_Goal of the exercise_. Scan the records for the word "pixel". Report each line where it occurs.

_The input_.
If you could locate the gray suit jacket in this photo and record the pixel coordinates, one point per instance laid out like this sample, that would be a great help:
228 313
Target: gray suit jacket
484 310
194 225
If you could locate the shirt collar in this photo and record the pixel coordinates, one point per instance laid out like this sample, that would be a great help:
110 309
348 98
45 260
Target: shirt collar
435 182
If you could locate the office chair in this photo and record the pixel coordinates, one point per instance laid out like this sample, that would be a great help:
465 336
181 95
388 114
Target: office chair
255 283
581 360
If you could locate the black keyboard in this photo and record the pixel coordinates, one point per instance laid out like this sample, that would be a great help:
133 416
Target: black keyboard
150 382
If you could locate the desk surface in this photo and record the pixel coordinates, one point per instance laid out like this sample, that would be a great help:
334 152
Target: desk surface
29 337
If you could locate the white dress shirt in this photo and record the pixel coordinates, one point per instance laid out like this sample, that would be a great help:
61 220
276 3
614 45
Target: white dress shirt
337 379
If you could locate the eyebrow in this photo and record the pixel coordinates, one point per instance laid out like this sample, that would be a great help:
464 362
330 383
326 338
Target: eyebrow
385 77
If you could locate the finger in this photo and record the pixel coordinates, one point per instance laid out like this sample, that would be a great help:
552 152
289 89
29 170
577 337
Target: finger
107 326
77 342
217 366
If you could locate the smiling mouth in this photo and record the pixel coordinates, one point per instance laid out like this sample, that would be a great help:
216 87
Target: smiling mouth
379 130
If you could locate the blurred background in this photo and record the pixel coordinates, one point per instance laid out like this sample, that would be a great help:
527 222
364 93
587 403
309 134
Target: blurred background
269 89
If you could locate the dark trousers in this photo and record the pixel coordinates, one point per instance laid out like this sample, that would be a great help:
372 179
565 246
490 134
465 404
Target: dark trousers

_Solution to this exercise_.
If you could locate the gray suit jacket in this photo and record the pixel coordinates, one point per instance laid out like this sample, that would be a great help:
If you could locate the shirt collar in this photo and record the pixel coordinates, one point per instance laid out like this sample, that would be a great help:
If you could locate the office chair in this photo and record the pixel coordinates, one point per instance laid out like this sample, that would be a great help:
If you could locate the black keyboard in this photo and record the pixel coordinates, one point per instance laid out like this sample, that would be a great help:
If you could locate the desk surface in this photo and record the pixel coordinates, one point per instance laid out like this sample, that would be a great help:
If you could locate the white dress shirt in this photo and record the pixel coordinates, one point per instance laid out like this sample, that would be a great help:
If you could locate the eyebrow in this photo and record the pixel coordinates, one point per instance laid out like this sample, that would be a great help:
If you could locate the finger in this photo and record the pixel coordinates, one point per instance laid out like this sample, that would be a great help:
If you could locate the smiling mouth in this photo and record the pixel coordinates, one point per instance laid out like this sample, that would be a great help:
If you could locate the blurred background in this photo and record the pixel coordinates, one point per instance laid out like this sample, that would be a great help:
If you could locate the dark trousers in this photo and record the pixel coordinates, one point per instance laid out like this sample, that would be a great help:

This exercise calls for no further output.